Extracto seleccionado ->
La única palabra digna de ser “ley” es la que proviene de la auténtica justicia, hija de la verdad. La verdad que dimana del derecho natural, expresión de la ley natural, y, por ende, de la ley divina. Cuanto no sea esto, no es auténtico. Se parecerá a la verdad lo que un tornillo a una cigüeña (bueno, ambos tienen forma, peso y volumen, pero nada más). Si nosotros queremos atender a las verdades que se contrastan diariamente contra las mentiras “oficiales”, podremos seguir el camino correcto. De así no hacerlo, seremos “palmeros” pasivos, corruptos conniventes, cómplices silentes, cobardes ausentes, de todos los males que aquejan y seguirán aquejando a nuestra amada Patria.

Problema a resolver ->
Repite sin cambios el pasaje del extracto seleccionado que arranca en las palabras "La única palabra" y se detiene después de "nuestra amada Patria.".

Sección de datos ->
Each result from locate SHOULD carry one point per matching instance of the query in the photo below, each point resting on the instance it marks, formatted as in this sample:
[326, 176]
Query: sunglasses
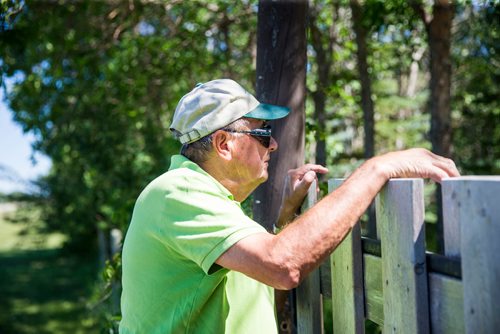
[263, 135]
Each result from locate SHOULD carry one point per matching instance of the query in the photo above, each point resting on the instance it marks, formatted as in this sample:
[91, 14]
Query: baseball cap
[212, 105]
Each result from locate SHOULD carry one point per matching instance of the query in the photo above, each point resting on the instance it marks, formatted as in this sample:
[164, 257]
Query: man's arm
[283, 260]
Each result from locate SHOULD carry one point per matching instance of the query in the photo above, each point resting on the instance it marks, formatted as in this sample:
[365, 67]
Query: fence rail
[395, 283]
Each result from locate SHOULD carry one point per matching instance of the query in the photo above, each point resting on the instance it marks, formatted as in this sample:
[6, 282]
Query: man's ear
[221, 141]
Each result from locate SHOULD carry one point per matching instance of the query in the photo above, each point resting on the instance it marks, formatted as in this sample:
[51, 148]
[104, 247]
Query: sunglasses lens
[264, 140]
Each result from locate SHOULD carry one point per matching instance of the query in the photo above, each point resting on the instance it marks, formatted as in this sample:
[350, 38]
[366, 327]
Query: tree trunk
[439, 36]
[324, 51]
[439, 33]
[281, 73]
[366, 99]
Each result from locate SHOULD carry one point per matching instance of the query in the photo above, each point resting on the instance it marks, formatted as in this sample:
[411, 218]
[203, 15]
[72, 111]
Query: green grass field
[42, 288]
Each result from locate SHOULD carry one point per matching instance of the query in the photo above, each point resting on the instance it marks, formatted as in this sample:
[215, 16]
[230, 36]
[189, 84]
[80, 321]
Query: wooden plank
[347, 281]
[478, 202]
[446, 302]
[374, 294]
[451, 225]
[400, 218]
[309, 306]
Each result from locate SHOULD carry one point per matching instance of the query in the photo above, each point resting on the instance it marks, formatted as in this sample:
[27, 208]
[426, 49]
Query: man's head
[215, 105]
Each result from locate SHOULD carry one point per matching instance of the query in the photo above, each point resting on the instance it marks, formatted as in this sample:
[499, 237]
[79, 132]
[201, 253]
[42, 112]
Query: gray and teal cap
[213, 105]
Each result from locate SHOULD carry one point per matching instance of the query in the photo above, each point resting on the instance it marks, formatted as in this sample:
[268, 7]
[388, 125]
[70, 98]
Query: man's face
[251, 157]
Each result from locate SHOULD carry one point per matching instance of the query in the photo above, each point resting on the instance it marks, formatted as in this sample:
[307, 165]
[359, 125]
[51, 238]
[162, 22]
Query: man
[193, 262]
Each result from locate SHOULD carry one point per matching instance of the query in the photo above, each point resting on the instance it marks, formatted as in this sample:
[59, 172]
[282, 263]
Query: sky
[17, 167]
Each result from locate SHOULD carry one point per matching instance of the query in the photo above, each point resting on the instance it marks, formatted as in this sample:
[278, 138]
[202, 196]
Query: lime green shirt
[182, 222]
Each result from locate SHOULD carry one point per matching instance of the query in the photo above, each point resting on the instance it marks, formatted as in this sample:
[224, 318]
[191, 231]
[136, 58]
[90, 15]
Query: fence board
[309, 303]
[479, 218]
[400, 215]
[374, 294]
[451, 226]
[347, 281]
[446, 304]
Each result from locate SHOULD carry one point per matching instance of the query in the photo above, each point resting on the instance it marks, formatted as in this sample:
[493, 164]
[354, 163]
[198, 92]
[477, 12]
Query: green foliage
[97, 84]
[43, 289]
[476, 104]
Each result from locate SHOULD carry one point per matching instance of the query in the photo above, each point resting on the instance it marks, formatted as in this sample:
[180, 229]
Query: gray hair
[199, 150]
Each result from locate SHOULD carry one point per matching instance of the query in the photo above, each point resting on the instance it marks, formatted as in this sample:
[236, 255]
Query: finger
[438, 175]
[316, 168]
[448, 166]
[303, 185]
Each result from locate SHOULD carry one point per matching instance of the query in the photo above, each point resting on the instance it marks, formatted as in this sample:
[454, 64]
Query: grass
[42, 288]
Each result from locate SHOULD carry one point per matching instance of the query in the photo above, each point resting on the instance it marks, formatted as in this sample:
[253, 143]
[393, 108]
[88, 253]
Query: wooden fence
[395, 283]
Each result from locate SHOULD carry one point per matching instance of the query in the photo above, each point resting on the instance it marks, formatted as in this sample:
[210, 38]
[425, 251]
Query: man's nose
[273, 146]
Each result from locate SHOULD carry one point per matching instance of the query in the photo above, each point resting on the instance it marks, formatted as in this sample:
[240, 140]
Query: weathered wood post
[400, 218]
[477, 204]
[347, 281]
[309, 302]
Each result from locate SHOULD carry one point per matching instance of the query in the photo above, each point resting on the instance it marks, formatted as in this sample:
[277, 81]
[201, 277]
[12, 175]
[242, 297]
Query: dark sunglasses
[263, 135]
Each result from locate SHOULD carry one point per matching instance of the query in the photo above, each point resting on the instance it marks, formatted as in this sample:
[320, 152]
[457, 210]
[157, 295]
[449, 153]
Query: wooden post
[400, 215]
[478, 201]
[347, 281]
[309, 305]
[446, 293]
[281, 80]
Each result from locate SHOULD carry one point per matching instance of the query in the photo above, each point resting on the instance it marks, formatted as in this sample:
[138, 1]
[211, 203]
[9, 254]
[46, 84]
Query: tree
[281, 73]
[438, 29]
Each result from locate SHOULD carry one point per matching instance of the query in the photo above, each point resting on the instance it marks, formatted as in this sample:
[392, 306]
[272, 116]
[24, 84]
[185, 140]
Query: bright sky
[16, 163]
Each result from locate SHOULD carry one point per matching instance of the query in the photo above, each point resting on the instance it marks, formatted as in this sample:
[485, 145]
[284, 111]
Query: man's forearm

Resultado obtenido ->
La única palabra digna de ser “ley” es la que proviene de la auténtica justicia, hija de la verdad. La verdad que dimana del derecho natural, expresión de la ley natural, y, por ende, de la ley divina. Cuanto no sea esto, no es auténtico. Se parecerá a la verdad lo que un tornillo a una cigüeña (bueno, ambos tienen forma, peso y volumen, pero nada más). Si nosotros queremos atender a las verdades que se contrastan diariamente contra las mentiras “oficiales”, podremos seguir el camino correcto. De así no hacerlo, seremos “palmeros” pasivos, corruptos conniventes, cómplices silentes, cobardes ausentes, de todos los males que aquejan y seguirán aquejando a nuestra amada Patria.